WHAT IS NEEDED:
Pull out of the data below the stretch of lines bounded by the one containing "Target: cupped hand" and the one containing "Target: shop entrance", both bounds included, unchanged.

INFORMATION:
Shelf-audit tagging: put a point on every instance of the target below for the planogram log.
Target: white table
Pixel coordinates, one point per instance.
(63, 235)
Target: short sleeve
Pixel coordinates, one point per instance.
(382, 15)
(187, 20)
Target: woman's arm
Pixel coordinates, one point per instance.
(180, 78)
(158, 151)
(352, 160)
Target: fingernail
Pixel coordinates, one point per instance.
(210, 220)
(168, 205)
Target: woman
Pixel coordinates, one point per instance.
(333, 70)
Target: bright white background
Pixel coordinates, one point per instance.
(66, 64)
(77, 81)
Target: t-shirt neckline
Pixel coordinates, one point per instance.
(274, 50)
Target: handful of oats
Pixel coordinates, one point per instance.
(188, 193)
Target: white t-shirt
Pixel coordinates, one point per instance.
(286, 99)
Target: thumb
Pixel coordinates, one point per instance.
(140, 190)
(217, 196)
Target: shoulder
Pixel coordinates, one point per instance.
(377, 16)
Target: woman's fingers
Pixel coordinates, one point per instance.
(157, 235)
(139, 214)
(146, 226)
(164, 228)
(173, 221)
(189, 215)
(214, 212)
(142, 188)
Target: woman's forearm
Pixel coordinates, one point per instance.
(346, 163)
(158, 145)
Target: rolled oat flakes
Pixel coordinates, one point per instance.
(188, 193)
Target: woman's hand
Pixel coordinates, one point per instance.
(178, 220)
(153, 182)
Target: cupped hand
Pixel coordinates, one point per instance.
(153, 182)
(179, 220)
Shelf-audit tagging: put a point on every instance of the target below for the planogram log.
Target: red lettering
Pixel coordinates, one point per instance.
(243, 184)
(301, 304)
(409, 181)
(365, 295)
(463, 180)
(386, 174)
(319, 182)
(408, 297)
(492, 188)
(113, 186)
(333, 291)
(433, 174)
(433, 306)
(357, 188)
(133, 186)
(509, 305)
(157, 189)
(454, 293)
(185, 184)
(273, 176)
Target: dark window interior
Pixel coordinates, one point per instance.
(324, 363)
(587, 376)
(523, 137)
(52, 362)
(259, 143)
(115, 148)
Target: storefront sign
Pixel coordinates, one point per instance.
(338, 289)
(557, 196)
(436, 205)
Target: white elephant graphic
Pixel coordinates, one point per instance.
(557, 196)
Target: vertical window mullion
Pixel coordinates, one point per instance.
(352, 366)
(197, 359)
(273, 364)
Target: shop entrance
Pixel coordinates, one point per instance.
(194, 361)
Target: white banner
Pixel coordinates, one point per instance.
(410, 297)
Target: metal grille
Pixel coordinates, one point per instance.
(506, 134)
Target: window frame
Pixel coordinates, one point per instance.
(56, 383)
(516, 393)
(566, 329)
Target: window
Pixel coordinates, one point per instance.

WRITTEN RESPONSE:
Target: cupped hand
Pixel coordinates, one point per instance.
(153, 182)
(179, 220)
Shelf-audit tagging: put a point on every instance of the target below for the planogram log.
Target: red lettering
Pixel coordinates, one point per instance.
(243, 184)
(301, 304)
(409, 181)
(365, 295)
(463, 180)
(386, 174)
(319, 182)
(408, 297)
(492, 188)
(113, 186)
(333, 291)
(433, 174)
(433, 306)
(357, 188)
(133, 186)
(509, 305)
(157, 189)
(454, 293)
(185, 184)
(273, 176)
Target: dark window interior
Pixel coordinates, one point per instance.
(324, 363)
(587, 376)
(523, 137)
(52, 362)
(259, 143)
(115, 148)
Target: storefront sign
Pixel coordinates, one point per instance.
(338, 289)
(557, 196)
(436, 205)
Target: white elephant graphic
Pixel coordinates, one point per instance.
(557, 196)
Target: vertical window mullion
Pixel coordinates, one point per instance.
(352, 366)
(197, 359)
(273, 364)
Target: shop entrance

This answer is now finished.